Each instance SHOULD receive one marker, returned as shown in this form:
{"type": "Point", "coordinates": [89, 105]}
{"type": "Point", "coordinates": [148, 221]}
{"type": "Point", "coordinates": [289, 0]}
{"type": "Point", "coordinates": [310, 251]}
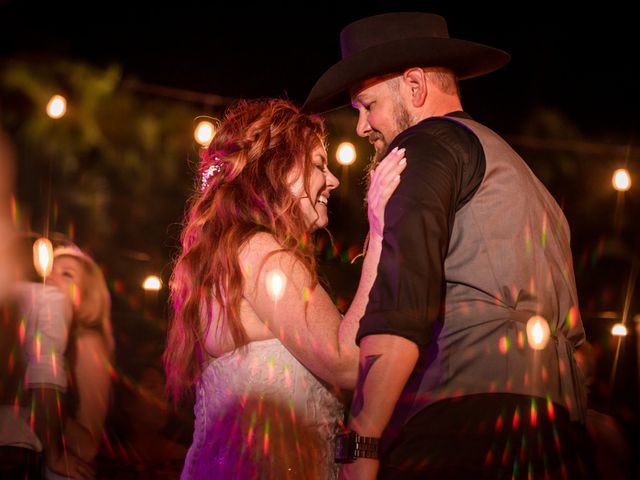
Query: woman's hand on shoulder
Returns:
{"type": "Point", "coordinates": [384, 180]}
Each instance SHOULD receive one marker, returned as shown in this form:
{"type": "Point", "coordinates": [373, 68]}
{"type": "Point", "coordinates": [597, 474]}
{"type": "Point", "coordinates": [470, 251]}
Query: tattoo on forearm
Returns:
{"type": "Point", "coordinates": [364, 368]}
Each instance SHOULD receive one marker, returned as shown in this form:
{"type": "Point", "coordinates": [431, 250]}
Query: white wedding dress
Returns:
{"type": "Point", "coordinates": [260, 414]}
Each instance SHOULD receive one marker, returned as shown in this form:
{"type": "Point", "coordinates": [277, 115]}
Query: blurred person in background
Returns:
{"type": "Point", "coordinates": [36, 319]}
{"type": "Point", "coordinates": [90, 349]}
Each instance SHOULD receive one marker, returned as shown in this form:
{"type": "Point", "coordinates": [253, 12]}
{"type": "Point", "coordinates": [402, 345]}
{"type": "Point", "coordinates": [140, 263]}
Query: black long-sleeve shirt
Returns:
{"type": "Point", "coordinates": [445, 166]}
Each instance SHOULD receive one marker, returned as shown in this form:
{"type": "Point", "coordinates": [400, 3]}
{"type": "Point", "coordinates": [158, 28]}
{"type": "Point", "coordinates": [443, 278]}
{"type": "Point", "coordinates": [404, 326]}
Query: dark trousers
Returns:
{"type": "Point", "coordinates": [487, 436]}
{"type": "Point", "coordinates": [20, 464]}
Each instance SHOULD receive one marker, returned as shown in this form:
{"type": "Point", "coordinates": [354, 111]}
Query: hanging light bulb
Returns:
{"type": "Point", "coordinates": [204, 132]}
{"type": "Point", "coordinates": [57, 106]}
{"type": "Point", "coordinates": [152, 283]}
{"type": "Point", "coordinates": [619, 330]}
{"type": "Point", "coordinates": [346, 153]}
{"type": "Point", "coordinates": [621, 180]}
{"type": "Point", "coordinates": [43, 256]}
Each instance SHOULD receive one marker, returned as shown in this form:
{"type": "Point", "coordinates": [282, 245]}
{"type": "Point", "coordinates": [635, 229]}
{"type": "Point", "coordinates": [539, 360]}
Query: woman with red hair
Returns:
{"type": "Point", "coordinates": [253, 332]}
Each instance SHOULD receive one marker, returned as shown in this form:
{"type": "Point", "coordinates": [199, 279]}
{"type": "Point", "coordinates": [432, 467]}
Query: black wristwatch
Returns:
{"type": "Point", "coordinates": [350, 445]}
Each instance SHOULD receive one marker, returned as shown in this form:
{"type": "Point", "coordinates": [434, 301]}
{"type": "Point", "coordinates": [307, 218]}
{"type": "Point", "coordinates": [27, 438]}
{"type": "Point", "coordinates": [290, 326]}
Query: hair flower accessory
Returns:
{"type": "Point", "coordinates": [214, 169]}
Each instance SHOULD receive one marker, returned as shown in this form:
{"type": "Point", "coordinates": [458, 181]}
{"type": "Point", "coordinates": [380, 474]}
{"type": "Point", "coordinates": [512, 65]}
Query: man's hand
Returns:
{"type": "Point", "coordinates": [361, 469]}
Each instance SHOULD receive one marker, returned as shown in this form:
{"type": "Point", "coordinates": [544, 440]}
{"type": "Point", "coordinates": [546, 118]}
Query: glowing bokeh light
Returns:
{"type": "Point", "coordinates": [346, 153]}
{"type": "Point", "coordinates": [43, 256]}
{"type": "Point", "coordinates": [619, 330]}
{"type": "Point", "coordinates": [621, 180]}
{"type": "Point", "coordinates": [57, 106]}
{"type": "Point", "coordinates": [204, 132]}
{"type": "Point", "coordinates": [152, 283]}
{"type": "Point", "coordinates": [538, 332]}
{"type": "Point", "coordinates": [276, 283]}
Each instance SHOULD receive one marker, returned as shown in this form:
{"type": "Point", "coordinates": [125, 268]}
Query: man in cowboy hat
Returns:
{"type": "Point", "coordinates": [466, 362]}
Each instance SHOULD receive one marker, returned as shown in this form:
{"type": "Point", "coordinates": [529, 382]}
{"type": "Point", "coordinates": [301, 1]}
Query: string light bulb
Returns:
{"type": "Point", "coordinates": [57, 107]}
{"type": "Point", "coordinates": [204, 132]}
{"type": "Point", "coordinates": [346, 153]}
{"type": "Point", "coordinates": [43, 256]}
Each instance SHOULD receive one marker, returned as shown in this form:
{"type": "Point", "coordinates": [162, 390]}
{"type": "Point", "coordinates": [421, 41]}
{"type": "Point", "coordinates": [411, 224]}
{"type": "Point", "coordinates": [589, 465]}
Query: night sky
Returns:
{"type": "Point", "coordinates": [581, 60]}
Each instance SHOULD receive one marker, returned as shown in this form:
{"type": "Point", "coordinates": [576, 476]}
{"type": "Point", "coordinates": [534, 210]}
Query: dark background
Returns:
{"type": "Point", "coordinates": [567, 102]}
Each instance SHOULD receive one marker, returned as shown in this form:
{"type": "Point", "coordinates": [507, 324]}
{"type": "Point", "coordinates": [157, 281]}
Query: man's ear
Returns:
{"type": "Point", "coordinates": [416, 83]}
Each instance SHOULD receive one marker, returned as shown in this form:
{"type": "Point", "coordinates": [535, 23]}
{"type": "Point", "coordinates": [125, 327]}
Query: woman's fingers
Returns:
{"type": "Point", "coordinates": [384, 179]}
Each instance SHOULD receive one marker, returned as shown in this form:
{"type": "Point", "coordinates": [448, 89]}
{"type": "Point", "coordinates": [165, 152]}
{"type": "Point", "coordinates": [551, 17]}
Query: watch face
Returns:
{"type": "Point", "coordinates": [344, 450]}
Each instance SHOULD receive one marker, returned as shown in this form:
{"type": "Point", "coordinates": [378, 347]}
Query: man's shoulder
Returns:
{"type": "Point", "coordinates": [437, 133]}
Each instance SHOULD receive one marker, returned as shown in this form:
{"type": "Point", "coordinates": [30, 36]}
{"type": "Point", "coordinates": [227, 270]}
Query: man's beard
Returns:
{"type": "Point", "coordinates": [402, 120]}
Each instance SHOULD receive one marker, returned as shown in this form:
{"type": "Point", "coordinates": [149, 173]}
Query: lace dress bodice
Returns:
{"type": "Point", "coordinates": [260, 414]}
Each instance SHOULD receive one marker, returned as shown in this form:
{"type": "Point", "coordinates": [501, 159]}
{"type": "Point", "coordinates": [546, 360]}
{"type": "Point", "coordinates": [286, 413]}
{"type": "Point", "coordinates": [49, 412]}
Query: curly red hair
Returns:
{"type": "Point", "coordinates": [247, 168]}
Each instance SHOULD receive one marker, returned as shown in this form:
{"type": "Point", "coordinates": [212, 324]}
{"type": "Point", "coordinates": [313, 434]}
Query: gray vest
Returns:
{"type": "Point", "coordinates": [509, 259]}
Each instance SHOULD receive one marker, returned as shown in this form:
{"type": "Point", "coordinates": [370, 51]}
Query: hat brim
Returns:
{"type": "Point", "coordinates": [466, 59]}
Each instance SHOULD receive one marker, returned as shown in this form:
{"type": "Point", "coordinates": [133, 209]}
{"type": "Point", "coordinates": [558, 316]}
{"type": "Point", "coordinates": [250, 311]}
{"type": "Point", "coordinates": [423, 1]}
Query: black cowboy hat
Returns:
{"type": "Point", "coordinates": [392, 42]}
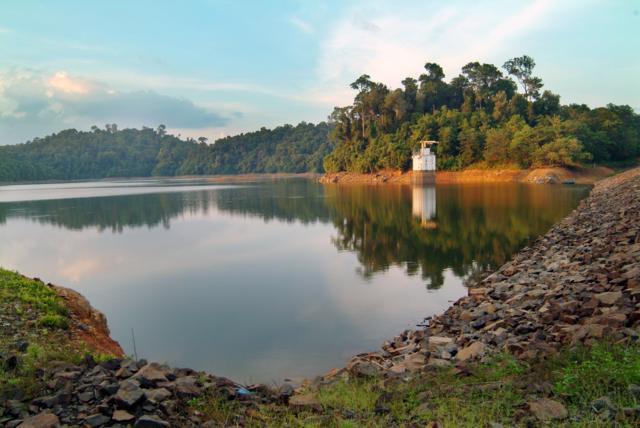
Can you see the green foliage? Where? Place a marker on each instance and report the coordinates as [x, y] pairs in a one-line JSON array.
[[74, 155], [22, 291], [604, 369], [478, 118], [54, 321]]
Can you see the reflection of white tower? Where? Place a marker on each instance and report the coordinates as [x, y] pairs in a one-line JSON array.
[[424, 205], [424, 163]]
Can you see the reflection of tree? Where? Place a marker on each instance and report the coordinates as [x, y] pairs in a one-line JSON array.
[[475, 227], [478, 227], [108, 213]]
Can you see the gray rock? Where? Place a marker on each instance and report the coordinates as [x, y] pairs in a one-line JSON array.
[[41, 420], [97, 420], [129, 394], [150, 421]]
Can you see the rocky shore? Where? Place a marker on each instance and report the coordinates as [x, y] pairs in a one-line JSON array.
[[579, 283], [534, 176]]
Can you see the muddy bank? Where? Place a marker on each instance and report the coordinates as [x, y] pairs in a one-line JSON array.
[[539, 175], [89, 325]]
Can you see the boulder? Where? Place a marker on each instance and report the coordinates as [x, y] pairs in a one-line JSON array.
[[41, 420], [546, 410], [608, 298], [476, 349], [151, 421], [305, 402], [129, 394]]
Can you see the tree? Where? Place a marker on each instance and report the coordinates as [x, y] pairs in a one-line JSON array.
[[522, 69], [362, 85]]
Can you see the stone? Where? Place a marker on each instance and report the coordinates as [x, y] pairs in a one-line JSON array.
[[286, 390], [150, 375], [187, 387], [603, 405], [365, 369], [545, 410], [97, 420], [129, 394], [474, 350], [305, 402], [608, 298], [11, 363], [634, 390], [122, 416], [157, 395], [414, 362], [436, 342], [151, 421], [41, 420]]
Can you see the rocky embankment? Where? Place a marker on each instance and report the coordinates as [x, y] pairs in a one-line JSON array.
[[578, 283], [535, 176]]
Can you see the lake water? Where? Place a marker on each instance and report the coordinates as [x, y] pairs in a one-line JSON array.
[[264, 281]]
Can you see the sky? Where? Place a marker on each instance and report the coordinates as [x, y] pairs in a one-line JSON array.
[[221, 67]]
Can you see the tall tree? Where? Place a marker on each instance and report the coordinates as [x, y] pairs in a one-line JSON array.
[[522, 69]]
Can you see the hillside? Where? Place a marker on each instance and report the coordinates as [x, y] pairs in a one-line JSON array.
[[103, 153], [480, 120]]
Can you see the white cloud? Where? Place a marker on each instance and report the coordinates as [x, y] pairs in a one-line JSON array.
[[34, 103], [391, 43], [302, 25], [62, 82]]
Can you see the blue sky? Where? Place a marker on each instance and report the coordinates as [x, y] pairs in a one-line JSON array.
[[215, 67]]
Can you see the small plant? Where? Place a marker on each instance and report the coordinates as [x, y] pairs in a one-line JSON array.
[[604, 369], [54, 321]]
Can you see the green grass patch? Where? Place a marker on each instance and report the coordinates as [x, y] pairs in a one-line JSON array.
[[21, 291], [586, 374]]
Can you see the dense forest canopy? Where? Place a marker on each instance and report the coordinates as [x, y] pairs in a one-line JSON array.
[[481, 118], [485, 117], [110, 152]]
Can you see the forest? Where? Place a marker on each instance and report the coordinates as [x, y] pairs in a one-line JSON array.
[[110, 152], [482, 118]]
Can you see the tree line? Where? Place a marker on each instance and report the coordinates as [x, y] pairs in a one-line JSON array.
[[110, 152], [482, 118]]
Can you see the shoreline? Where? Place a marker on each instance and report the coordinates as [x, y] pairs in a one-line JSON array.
[[224, 178], [577, 284], [477, 176]]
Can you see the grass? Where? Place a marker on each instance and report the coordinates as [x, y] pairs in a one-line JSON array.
[[25, 293], [495, 391], [31, 311]]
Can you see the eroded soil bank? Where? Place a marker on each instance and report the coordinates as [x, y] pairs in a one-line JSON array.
[[539, 175], [508, 353]]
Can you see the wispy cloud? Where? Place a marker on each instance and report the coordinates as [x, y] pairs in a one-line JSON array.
[[391, 43], [302, 25], [33, 103]]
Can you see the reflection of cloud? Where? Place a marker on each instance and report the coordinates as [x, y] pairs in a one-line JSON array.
[[78, 269], [402, 302]]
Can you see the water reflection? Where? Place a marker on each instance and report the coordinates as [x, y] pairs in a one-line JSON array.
[[423, 202], [423, 229], [262, 281]]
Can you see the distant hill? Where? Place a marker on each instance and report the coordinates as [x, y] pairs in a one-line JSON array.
[[103, 153]]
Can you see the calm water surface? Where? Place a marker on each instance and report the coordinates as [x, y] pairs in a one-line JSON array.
[[264, 281]]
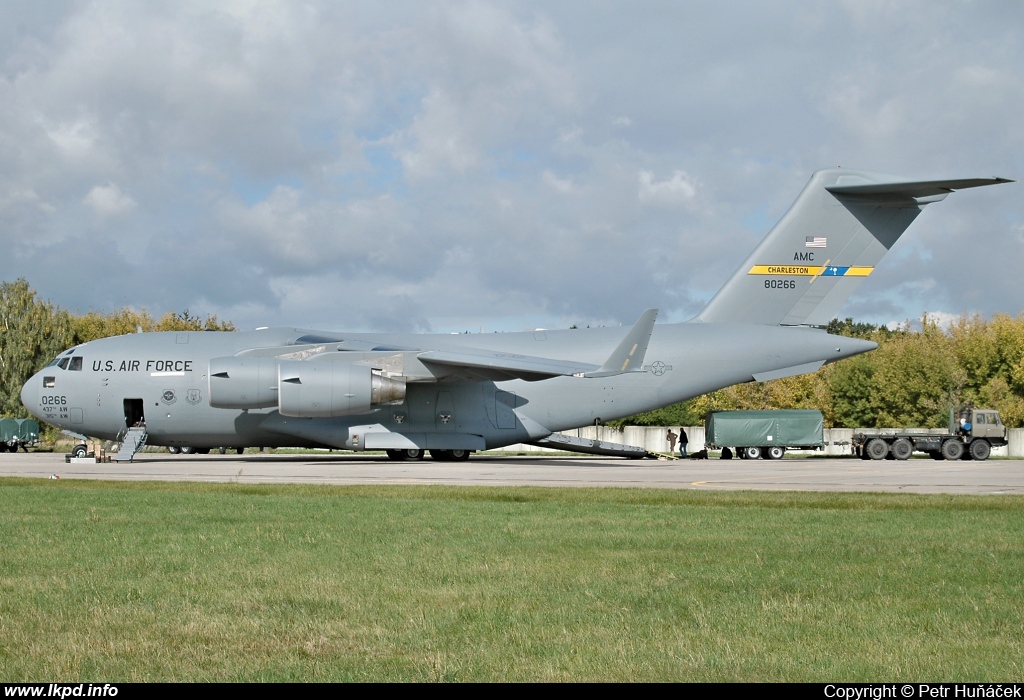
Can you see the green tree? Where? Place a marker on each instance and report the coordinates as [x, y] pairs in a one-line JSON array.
[[185, 321], [32, 333]]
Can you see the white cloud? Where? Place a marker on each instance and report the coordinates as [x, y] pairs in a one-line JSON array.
[[108, 201], [414, 160], [679, 188]]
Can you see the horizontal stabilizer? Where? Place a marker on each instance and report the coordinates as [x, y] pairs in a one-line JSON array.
[[808, 368], [913, 189], [824, 247]]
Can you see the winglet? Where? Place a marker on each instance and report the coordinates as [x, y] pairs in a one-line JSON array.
[[630, 353]]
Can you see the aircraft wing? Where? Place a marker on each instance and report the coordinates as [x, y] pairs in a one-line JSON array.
[[485, 364], [472, 363]]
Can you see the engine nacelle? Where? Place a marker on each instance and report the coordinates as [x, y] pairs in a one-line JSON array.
[[243, 382], [324, 389]]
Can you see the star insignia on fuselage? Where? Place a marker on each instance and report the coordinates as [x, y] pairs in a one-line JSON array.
[[657, 367]]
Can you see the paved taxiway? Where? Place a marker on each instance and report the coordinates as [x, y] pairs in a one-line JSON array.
[[913, 476]]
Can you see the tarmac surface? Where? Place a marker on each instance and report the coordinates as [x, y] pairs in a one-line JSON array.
[[912, 476]]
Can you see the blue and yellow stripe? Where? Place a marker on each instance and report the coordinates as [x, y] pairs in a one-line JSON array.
[[811, 270]]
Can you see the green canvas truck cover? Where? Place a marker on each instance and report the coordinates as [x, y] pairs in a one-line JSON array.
[[764, 428]]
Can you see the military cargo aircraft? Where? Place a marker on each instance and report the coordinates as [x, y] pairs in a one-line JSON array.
[[454, 394]]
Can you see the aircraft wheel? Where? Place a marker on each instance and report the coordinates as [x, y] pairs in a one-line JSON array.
[[901, 449], [877, 448], [980, 449], [952, 449]]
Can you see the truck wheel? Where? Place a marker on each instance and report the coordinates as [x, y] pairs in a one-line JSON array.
[[952, 449], [877, 448], [901, 449], [980, 449]]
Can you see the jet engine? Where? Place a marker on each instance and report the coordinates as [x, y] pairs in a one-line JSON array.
[[323, 389]]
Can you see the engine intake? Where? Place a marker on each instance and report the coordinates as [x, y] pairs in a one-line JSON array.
[[324, 389]]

REQUIRED WORK: Could you copy out every line in the material above that contains the string "dress"?

ANSWER SPACE:
Query: white wedding dress
Query: lace dress bodice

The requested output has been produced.